*Supplied information*
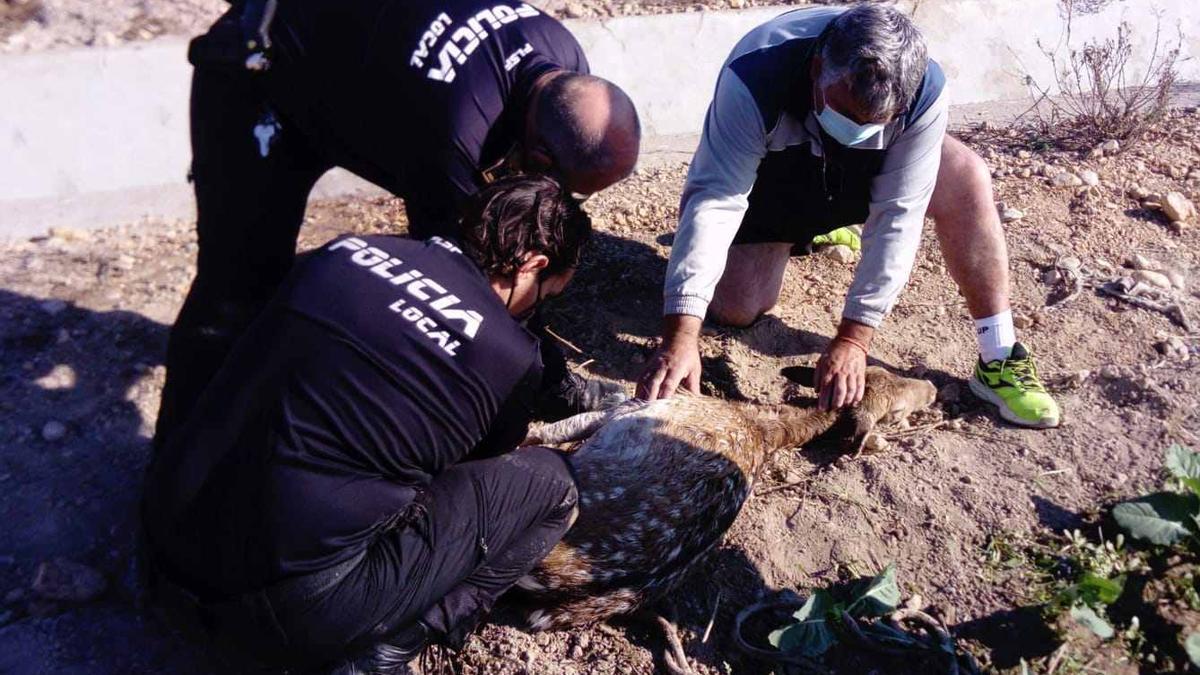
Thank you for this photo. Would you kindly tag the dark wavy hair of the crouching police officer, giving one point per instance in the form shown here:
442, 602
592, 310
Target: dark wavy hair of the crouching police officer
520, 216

--

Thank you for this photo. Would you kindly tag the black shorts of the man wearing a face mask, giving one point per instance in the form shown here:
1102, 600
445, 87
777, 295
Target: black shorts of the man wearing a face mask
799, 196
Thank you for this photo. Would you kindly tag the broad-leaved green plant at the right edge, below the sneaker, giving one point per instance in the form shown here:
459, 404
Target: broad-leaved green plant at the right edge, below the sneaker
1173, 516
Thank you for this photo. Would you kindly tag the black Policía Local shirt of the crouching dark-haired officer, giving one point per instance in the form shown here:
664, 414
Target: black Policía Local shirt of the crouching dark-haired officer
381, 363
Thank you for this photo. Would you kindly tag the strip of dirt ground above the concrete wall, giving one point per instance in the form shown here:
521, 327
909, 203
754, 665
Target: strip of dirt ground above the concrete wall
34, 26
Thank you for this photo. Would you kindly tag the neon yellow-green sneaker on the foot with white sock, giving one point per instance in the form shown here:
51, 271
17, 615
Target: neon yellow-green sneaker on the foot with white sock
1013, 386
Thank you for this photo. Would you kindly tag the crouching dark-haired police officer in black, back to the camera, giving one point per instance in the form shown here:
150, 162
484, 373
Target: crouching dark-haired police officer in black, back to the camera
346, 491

==

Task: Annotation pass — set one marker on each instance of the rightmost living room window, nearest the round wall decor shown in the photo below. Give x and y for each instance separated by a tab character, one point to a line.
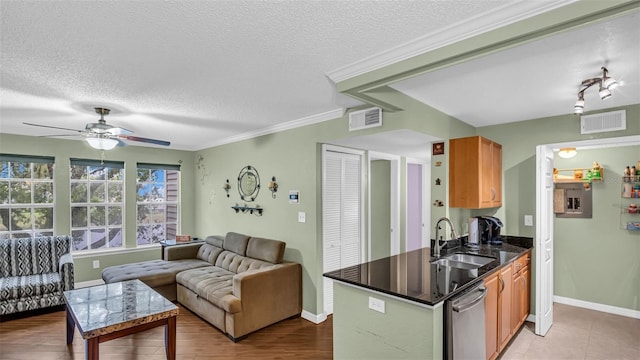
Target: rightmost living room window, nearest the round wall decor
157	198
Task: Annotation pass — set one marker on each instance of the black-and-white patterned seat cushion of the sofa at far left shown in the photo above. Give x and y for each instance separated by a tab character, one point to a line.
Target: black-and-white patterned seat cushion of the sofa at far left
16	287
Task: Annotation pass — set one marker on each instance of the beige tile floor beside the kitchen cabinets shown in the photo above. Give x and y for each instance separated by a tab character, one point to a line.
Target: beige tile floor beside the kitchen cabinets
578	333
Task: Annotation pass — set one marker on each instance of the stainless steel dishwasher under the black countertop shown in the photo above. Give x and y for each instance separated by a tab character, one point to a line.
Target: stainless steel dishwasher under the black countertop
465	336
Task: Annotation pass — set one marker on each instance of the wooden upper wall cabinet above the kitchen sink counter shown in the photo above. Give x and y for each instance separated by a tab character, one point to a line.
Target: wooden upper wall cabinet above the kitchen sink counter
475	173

*Directions*
Using the entries above, extract exactly the span from the line with "Target: strip of" to the line with "Thank you for this photo. Would you kindly tag the crouching", both lines included; leave out everything else.

*Response area*
Target: strip of dirt ground above the concrete wall
34, 26
Thank you for this photo. Would you kindly tag the neon yellow-green sneaker on the foot with white sock, giving one point per instance in the form shown here:
51, 271
17, 615
Target: neon yellow-green sneaker on the foot with white sock
1013, 386
Thank you for this photo. Would you kindly tag the crouching dark-haired police officer in black, back to the camera, giving one point per instance in the form shown here:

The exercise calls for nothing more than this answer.